=== Begin Enclosure ===

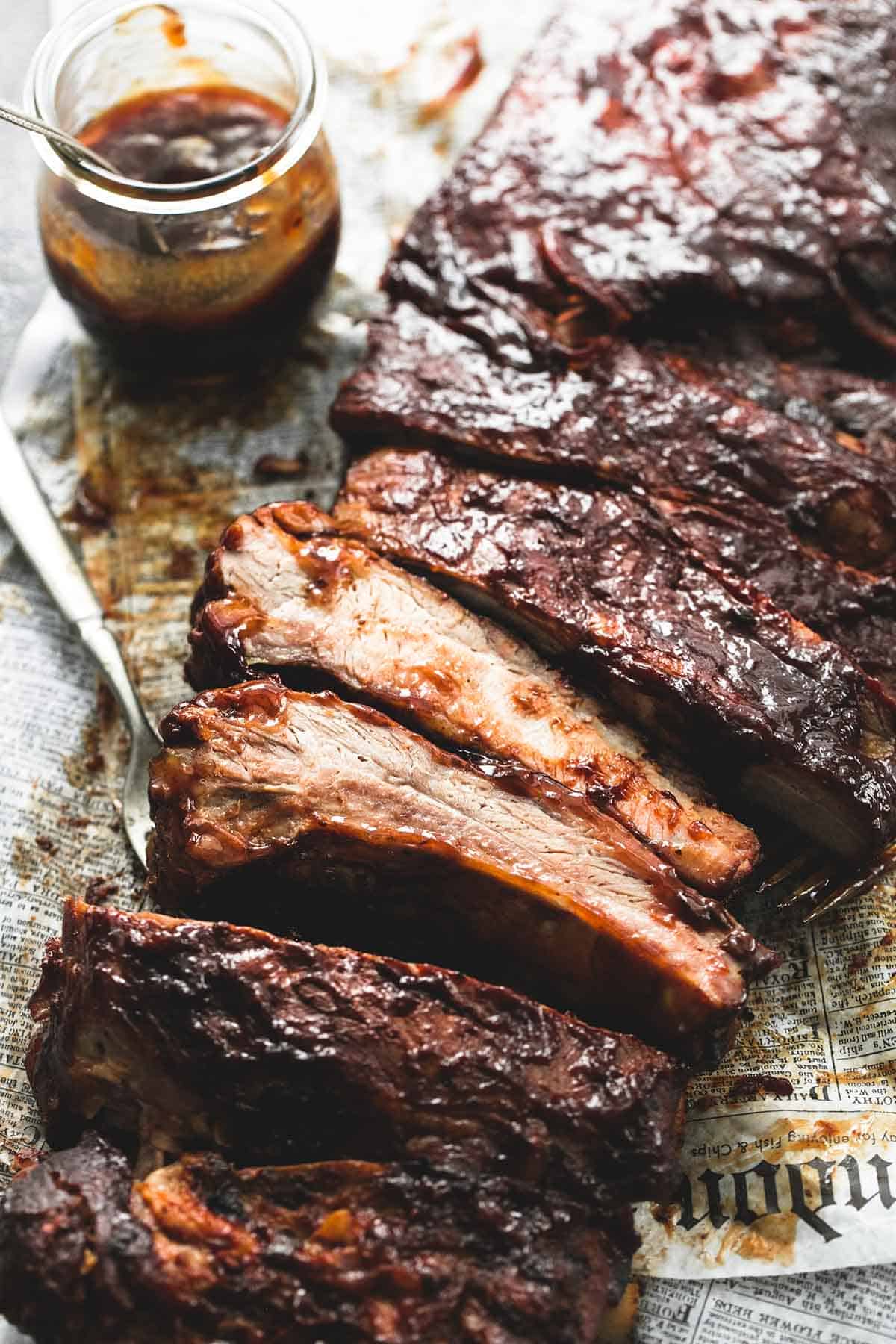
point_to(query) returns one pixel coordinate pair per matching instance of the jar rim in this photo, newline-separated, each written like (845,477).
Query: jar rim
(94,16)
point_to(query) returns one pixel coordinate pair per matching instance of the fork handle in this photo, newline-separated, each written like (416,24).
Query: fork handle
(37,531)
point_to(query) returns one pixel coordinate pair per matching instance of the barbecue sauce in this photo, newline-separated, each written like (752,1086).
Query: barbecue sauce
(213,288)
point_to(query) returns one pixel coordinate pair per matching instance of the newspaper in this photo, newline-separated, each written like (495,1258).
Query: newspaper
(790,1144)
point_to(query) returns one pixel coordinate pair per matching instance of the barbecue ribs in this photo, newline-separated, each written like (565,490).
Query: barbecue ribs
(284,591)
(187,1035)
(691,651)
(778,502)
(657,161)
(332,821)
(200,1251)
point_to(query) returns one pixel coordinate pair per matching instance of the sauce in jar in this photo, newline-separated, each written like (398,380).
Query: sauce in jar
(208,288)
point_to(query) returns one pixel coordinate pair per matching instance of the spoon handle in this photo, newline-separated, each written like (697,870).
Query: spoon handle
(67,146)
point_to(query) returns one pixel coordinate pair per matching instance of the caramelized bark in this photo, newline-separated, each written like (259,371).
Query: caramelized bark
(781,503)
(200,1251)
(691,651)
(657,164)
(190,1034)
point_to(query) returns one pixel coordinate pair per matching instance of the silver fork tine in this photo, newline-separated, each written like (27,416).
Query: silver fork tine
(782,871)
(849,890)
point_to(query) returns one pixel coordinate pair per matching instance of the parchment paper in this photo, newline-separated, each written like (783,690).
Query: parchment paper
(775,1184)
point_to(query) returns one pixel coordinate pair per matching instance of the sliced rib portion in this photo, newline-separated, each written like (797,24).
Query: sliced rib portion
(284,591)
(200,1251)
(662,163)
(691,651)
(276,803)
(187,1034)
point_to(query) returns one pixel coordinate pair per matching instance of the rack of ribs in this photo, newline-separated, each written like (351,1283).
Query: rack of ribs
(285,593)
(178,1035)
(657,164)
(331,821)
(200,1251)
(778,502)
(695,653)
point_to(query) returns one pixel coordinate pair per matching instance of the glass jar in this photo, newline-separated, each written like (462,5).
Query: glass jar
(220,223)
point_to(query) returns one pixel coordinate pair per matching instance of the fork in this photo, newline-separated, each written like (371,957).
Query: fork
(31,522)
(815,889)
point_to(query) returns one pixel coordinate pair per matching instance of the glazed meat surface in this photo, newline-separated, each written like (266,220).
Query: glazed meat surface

=== End Enclosure ===

Everything from the line containing "Query: glass jar" through the last line of the records must be given again exactly; leave out all other lines.

• Solution:
Query: glass jar
(220,223)
point_to(query) returns one pixel coordinate pair per matching instance of the fork in this photo, newline-separated, each written like (371,957).
Query: fork
(31,522)
(815,889)
point_to(query) returns one pixel coordinate pair per matching instance of the glazed meat surface in this photo, newline-separated, each written like (266,220).
Query: glazed meat surface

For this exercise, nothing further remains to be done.